● TASK REQUIREMENTS: Return each line of the data below verbatim; pictures are to be left out.

____ GIVEN ENTRIES

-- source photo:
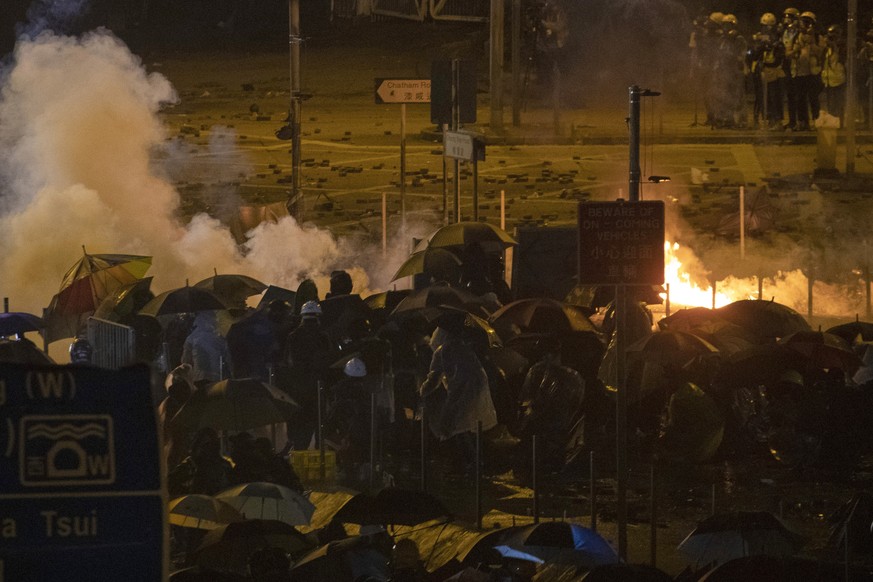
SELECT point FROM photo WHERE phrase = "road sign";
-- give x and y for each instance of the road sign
(402, 91)
(80, 481)
(621, 243)
(462, 145)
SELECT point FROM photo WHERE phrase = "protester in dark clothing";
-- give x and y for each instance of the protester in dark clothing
(551, 409)
(180, 388)
(340, 284)
(204, 471)
(308, 352)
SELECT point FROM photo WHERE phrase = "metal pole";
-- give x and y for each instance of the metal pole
(592, 489)
(423, 438)
(321, 468)
(496, 81)
(456, 122)
(742, 222)
(653, 511)
(384, 224)
(445, 127)
(634, 127)
(403, 164)
(849, 113)
(295, 201)
(476, 190)
(372, 441)
(534, 484)
(516, 63)
(478, 474)
(621, 453)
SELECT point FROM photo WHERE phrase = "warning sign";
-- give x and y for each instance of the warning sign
(621, 243)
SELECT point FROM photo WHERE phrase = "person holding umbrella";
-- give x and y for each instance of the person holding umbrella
(308, 352)
(455, 394)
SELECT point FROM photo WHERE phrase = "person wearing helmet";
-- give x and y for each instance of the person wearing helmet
(728, 97)
(790, 30)
(308, 353)
(806, 54)
(81, 351)
(765, 60)
(833, 72)
(865, 84)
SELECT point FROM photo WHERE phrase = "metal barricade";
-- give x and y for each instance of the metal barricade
(465, 10)
(113, 344)
(409, 9)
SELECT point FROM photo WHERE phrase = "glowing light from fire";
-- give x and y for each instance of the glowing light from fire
(684, 291)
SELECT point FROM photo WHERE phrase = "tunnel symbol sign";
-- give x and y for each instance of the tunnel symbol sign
(66, 450)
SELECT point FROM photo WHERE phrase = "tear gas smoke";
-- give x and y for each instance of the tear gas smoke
(88, 164)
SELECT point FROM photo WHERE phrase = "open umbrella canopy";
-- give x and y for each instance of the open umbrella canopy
(201, 512)
(460, 234)
(542, 315)
(439, 263)
(354, 558)
(19, 322)
(182, 300)
(228, 547)
(22, 351)
(126, 300)
(723, 537)
(269, 501)
(853, 331)
(435, 296)
(94, 277)
(232, 289)
(392, 506)
(671, 347)
(562, 542)
(765, 318)
(823, 349)
(236, 404)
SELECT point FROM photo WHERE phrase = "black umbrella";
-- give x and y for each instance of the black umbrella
(22, 351)
(723, 537)
(228, 547)
(19, 322)
(392, 506)
(182, 300)
(766, 318)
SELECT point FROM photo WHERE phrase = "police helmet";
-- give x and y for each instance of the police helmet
(310, 309)
(355, 368)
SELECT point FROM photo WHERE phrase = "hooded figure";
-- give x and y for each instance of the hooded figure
(455, 393)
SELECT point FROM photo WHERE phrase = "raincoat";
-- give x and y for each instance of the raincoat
(455, 393)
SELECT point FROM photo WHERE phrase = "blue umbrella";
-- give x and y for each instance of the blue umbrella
(563, 542)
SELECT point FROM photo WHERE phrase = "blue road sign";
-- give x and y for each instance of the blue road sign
(80, 475)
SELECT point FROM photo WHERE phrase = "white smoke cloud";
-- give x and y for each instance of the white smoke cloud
(87, 163)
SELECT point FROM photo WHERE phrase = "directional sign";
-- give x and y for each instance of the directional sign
(621, 243)
(462, 145)
(402, 91)
(80, 481)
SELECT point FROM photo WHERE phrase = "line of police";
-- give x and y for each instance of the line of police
(787, 65)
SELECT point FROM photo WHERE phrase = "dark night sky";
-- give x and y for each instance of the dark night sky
(191, 23)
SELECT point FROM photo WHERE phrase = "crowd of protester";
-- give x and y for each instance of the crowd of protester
(791, 68)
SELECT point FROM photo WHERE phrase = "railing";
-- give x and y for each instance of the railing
(465, 10)
(409, 9)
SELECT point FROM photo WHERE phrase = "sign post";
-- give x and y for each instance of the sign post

________

● TASK RESULT:
-- source photo:
SELECT point FROM photo WHERE phrase = "road sign";
-- give x and y for each instance of the road sign
(402, 91)
(80, 481)
(621, 243)
(462, 145)
SELECT point FROM photo WHERE phrase = "protester in dark clothing";
-- give x and y for each instance of the protester in dark clothing
(551, 409)
(180, 388)
(340, 284)
(204, 471)
(308, 352)
SELECT point FROM photo WHERE phrase = "metal pole";
-- give x and y for each instance of the metal pole
(592, 489)
(423, 438)
(321, 468)
(496, 81)
(456, 122)
(742, 222)
(653, 511)
(384, 224)
(445, 127)
(634, 127)
(403, 164)
(849, 113)
(295, 201)
(476, 190)
(372, 441)
(534, 484)
(516, 63)
(478, 474)
(621, 453)
SELECT point FROM photo WHERE phrase = "warning sign";
-- give x and y for each instance of the warning sign
(621, 243)
SELECT point FROM photo WHERE phrase = "person holding umbrella";
-- give x and y for each instance of the person holding umbrella
(308, 352)
(455, 394)
SELECT point FROM photo WHERE phrase = "person wearing helmet";
-- give x and y for each instance of the person wearing helmet
(728, 97)
(790, 30)
(308, 353)
(806, 54)
(81, 351)
(765, 60)
(833, 72)
(865, 84)
SELECT point FROM photo WHERE phrase = "metal barricade";
-- give x and y for each instance of the metal barricade
(465, 10)
(113, 344)
(409, 9)
SELECT point FROM photo WHERE phrase = "glowing light from fire";
-- give x and y for each instance of the glowing light from fire
(684, 291)
SELECT point FROM photo WHERE phrase = "tunnel symbol sign";
-- give x and y for each instance of the tunnel symbol sign
(66, 450)
SELECT point FROM photo WHERE phrase = "tear gas smoke";
-- give x and y for each instance of the tear gas smoke
(88, 164)
SELECT point FROM photo WHERE phrase = "open umbrella canopy";
-- give x and y for each instance of the open umbrella canopy
(201, 512)
(460, 234)
(542, 315)
(439, 263)
(354, 558)
(19, 322)
(182, 300)
(228, 547)
(22, 351)
(126, 300)
(723, 537)
(269, 501)
(853, 331)
(435, 296)
(94, 277)
(232, 289)
(392, 506)
(671, 347)
(562, 542)
(765, 318)
(823, 349)
(236, 404)
SELECT point FROM photo WHERE phrase = "black umbrella";
-- give x and y for each instance of the black umbrella
(22, 351)
(723, 537)
(228, 547)
(19, 322)
(392, 506)
(182, 300)
(766, 318)
SELECT point FROM photo WHERE phrase = "police helmet";
-- give x and y for each instance of the police helmet
(310, 309)
(355, 368)
SELECT point FROM photo WHERE phrase = "hooded figure";
-- give x and y for each instance of the hooded figure
(455, 393)
SELECT point FROM photo WHERE phrase = "raincoat";
-- give x and y for each instance of the raincoat
(455, 393)
SELECT point FROM photo WHERE phrase = "blue umbrella";
-- give x and y for each instance of the blue umbrella
(563, 542)
SELECT point FROM photo WHERE phrase = "blue road sign";
-- give x and y for each instance of the blue road sign
(80, 475)
SELECT point FROM photo WHERE phrase = "white smoke cloud";
-- give x and y for each instance of the white smoke cloud
(87, 163)
SELECT point FROM photo WHERE phrase = "directional sign";
-- give x and y for each instance of the directional sign
(621, 243)
(462, 145)
(402, 91)
(80, 481)
SELECT point FROM photo WHERE phrase = "line of police";
-- give x and y for each instance of the line of police
(787, 65)
SELECT point FROM photo WHERE phrase = "dark night sky";
-- give x and y for each instance of the dark night sky
(191, 23)
SELECT point FROM photo WHERE phrase = "crowd of protester";
-- give x and y for each instance of the crowd of protester
(791, 68)
SELECT point FROM photo WHERE phrase = "railing";
-- give x and y for each instance of the railing
(465, 10)
(409, 9)
SELECT point FROM photo WHERE phrase = "sign post";
-- give x and y for each instance of the sign post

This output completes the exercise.